begin Given records

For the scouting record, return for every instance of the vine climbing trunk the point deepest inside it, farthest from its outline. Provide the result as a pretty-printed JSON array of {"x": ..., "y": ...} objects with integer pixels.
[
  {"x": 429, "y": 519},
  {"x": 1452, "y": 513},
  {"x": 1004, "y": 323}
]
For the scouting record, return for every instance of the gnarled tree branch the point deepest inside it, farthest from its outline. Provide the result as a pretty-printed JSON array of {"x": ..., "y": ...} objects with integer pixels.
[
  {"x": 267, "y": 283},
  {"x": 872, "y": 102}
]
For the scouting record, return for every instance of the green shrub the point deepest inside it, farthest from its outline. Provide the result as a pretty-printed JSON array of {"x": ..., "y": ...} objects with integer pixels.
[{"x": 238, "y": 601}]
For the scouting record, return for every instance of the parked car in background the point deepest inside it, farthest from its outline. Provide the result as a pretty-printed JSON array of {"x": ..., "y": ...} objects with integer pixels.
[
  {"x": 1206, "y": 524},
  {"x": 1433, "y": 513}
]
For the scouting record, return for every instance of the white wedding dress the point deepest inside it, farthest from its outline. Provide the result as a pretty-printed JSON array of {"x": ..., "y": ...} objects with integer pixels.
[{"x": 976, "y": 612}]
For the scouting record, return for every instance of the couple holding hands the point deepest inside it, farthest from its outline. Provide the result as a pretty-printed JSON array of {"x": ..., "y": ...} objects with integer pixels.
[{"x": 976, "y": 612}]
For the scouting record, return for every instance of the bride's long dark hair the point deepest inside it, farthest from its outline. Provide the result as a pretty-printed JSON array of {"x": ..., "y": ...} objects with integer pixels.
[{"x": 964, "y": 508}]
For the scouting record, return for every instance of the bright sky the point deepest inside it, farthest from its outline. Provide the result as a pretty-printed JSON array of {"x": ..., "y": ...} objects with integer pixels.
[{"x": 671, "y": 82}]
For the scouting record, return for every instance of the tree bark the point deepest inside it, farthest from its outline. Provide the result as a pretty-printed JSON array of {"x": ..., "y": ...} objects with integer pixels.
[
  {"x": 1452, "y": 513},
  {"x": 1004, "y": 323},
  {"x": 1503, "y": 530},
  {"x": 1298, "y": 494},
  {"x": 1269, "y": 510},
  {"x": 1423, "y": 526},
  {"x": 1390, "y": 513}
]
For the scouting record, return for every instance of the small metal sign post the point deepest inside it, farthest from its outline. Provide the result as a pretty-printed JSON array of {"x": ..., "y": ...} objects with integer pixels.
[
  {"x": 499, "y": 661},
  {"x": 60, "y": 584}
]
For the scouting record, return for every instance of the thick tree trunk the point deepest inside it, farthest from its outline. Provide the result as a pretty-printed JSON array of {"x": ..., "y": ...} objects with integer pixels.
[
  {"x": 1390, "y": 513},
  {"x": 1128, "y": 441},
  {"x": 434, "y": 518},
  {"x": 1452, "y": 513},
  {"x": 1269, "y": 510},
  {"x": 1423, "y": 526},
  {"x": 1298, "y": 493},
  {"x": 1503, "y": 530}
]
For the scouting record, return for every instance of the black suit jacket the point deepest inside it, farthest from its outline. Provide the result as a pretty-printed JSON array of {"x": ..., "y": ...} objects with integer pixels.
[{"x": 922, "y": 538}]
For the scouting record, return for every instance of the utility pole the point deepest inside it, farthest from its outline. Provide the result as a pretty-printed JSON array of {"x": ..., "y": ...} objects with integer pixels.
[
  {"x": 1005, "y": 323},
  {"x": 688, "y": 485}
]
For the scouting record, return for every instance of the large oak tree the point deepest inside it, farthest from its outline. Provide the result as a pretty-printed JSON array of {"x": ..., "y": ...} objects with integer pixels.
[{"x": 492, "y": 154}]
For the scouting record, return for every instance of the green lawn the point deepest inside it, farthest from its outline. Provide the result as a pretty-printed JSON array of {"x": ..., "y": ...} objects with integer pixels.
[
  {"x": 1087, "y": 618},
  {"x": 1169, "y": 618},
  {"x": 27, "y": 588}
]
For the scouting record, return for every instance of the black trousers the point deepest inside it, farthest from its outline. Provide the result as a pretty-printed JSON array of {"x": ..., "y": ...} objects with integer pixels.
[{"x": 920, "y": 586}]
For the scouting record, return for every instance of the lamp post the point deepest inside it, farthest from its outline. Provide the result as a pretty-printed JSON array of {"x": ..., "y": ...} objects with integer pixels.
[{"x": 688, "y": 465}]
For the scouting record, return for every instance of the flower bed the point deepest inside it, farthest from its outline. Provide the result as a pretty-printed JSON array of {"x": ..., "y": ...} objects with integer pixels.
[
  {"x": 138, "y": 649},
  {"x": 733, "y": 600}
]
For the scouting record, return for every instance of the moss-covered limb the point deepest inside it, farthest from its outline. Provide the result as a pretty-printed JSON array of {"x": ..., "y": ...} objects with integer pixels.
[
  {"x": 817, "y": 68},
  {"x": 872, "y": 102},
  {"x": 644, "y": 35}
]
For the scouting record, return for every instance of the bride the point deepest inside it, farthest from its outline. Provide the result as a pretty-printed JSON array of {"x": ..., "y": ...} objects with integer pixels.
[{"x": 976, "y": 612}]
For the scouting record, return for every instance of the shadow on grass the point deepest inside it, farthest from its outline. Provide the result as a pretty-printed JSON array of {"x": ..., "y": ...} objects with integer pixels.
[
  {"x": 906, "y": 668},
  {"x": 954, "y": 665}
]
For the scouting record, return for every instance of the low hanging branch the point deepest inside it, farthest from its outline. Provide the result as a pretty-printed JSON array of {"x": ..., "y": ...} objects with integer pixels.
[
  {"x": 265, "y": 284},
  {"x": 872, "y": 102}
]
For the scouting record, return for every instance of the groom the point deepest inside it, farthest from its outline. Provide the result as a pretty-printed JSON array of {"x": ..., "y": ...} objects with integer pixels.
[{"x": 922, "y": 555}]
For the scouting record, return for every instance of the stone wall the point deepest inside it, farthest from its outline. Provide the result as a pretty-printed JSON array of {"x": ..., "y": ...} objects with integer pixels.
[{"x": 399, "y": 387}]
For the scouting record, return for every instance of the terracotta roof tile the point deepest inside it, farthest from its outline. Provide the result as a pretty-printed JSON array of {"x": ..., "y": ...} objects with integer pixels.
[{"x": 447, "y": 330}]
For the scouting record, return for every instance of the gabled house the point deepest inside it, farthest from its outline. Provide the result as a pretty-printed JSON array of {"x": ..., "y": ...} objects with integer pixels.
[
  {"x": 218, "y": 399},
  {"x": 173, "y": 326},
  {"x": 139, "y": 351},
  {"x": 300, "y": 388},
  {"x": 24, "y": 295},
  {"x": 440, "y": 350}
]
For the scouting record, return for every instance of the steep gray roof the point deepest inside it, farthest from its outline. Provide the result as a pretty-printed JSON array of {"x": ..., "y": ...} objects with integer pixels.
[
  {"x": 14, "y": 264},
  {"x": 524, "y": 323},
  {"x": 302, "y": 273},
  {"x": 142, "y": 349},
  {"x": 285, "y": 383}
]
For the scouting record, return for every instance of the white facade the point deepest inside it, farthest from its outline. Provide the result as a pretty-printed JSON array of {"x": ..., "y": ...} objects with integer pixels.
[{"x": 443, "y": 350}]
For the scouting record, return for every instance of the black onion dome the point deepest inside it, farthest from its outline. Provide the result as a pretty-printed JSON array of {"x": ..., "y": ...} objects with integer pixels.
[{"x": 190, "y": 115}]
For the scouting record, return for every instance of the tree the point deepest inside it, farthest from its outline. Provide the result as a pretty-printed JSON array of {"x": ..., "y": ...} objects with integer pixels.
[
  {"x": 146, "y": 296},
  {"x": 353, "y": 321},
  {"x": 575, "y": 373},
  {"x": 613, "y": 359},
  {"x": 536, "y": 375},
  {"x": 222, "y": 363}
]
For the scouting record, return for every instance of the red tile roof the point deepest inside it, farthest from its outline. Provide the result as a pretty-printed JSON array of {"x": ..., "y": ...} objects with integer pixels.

end Given records

- _What the task requires_:
Repeat, without change, each line of the data above from the one that contains "the tree the" through the final line, counting both.

- _Task response_:
For the scouting record, return for every instance of the tree the point deepest inside it, farthest from its outline. Provide the result as a pretty-printed JSON array of {"x": ..., "y": ...} objects with integer pixels.
[
  {"x": 146, "y": 296},
  {"x": 353, "y": 321},
  {"x": 575, "y": 373},
  {"x": 613, "y": 359},
  {"x": 536, "y": 375},
  {"x": 222, "y": 363}
]
For the scouting record, return for every instance of the red tile roof the point deepest inside it, farthest from its outline. Provide the result as a pretty-printed JSON array of {"x": ..., "y": ...} objects with integer pixels.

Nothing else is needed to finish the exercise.